WRITTEN TASK:
Answer these questions from the essay on faith below, marking each answer with its letter.
(a) By what age does the writer joke about probably being Catholic?
(b) How does C.S. Lewis describe Christianity, according to the essay?
(c) What kind of series is the writer's friend working on?

TEXT EXTRACT:
[START]

I have joked with people before that I will probably be Catholic by the time I’m thirty. It would break my mother’s heart; it would scandalize a church in which I am respected as a teacher and play an active role in assorted ministries. I doubt it would shock or even anger my pastors, both friends who understand that seeking after truth often means leaving a place full of truth for a place full of still more truth. Because Abram is called out of Ur to Cana. It’s not that God wasn’t in Ur (if He weren’t, how could He speak to Abram?), and it’s not that Abram couldn’t worship God in Ur (if that’s the case, holy cow, American Jews, you are in the wrong place!); it’s that God calls us to Him in the fullness of truth. It is why one goes from agnosticism to theism – because theism is true – and from theism to monotheism – because only models with one god offer cogent descriptions of observed phenomena – and from monotheism to the Abrahamic religions and from there to Christianity, which C.S. Lewis describes as a great hall off which there are many doors, and it is our duty to choose the door wherein this mere Christianity (haha, it’s like he titled his book that!) will be fully realized in a denomination.

One makes a journey from places of truth (it is proper to doubt, for man is fallible, so start at agnosticism) to places of greater truth still, at least if one is seeking what is true. So whither goest I?

I was speaking with a friend the other day who is working on a middle grade fantasy series taking place in the future, on Earth, wherein elements from fantastic realms are bridged to a world only tangentially recognizable as our own, being geopolitically and politically transformed as the world tends to do over ages and most specifically with the advent of Magic. Magic he pitches as a charism, and like all gifts it can be used either powerfully and to glory or in privation poorly. So of course the good magic users have some analogue to followers of The Way. He has been trying for some time to define the organization or relationship between localized Magiciers and the broader, global Magical community – members in local communities and how they relate to Magic users elsewhere in the world. If you’re not ecclesiastically minded, you may not recognize this as a means by which to model his ideas of church polity. It led to an extended discussion on the nature of hierarchy for magical users. To wit, I’ll copy and paste from our instant messaging log:

Me: I would be inclined to agree if the largest Christian denomination in the world weren’t publicly known as a top-down organization with small communities working their way into one overarching structure.

[END]

SUPPLIED DATA:
[START]

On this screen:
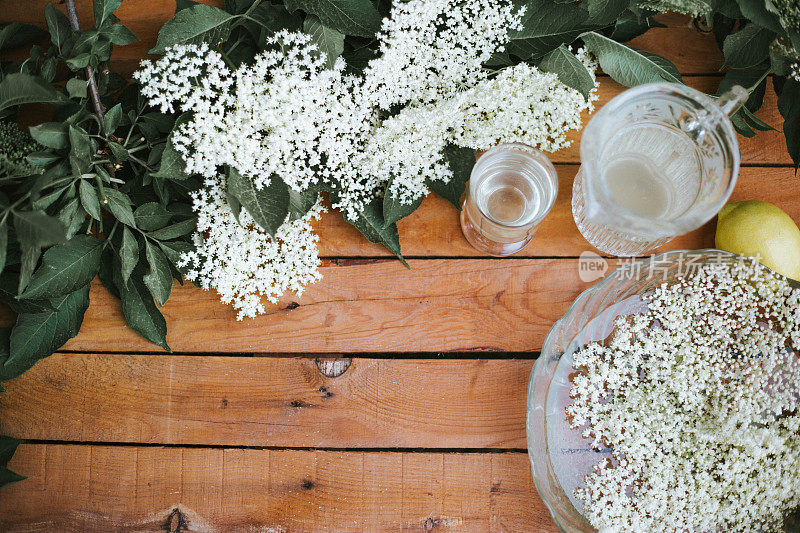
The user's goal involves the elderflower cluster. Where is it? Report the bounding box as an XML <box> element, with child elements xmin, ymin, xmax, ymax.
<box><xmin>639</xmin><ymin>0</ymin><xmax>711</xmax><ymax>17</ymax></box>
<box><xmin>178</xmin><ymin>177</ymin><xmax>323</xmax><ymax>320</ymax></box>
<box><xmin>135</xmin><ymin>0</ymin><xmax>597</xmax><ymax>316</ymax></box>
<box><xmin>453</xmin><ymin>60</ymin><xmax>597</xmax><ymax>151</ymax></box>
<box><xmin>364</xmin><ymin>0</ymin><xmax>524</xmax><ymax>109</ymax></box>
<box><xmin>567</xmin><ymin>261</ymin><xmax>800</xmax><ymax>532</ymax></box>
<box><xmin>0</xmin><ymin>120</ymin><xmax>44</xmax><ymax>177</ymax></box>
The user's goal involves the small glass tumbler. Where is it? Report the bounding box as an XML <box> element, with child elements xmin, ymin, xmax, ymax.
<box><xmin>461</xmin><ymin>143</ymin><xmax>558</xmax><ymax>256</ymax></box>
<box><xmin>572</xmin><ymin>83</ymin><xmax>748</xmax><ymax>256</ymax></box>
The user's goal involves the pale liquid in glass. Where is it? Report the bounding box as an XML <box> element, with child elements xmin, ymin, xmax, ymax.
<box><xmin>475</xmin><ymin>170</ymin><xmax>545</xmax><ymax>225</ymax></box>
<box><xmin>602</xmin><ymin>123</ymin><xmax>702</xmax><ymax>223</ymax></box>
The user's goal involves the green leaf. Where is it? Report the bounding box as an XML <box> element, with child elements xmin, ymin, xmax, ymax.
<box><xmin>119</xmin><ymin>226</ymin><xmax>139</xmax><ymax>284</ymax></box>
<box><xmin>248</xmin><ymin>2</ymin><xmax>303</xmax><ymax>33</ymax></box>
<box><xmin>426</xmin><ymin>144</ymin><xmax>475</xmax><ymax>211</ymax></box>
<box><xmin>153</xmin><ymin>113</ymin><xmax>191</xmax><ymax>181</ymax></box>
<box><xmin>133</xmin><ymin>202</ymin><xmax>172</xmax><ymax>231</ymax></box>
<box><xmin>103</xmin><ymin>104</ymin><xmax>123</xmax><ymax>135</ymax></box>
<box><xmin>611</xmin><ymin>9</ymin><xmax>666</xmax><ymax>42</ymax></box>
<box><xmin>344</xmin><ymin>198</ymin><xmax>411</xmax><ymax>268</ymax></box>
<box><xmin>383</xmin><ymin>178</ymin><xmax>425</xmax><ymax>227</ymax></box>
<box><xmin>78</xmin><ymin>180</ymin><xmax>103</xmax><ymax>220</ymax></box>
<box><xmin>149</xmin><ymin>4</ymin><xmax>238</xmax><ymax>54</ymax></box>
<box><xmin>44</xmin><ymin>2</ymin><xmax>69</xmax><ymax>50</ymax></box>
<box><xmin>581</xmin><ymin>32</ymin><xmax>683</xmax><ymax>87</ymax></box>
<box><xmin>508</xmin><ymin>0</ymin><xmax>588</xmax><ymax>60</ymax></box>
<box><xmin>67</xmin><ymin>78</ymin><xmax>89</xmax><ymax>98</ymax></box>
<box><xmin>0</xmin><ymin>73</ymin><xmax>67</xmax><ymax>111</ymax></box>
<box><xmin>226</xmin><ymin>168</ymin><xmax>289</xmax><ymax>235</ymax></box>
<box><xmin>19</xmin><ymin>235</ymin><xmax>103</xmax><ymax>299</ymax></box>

[END]

SOLUTION TO THE EXERCISE:
(a) By the age of thirty.
(b) As a great hall off which there are many doors.
(c) A middle grade fantasy series set in the future, on Earth.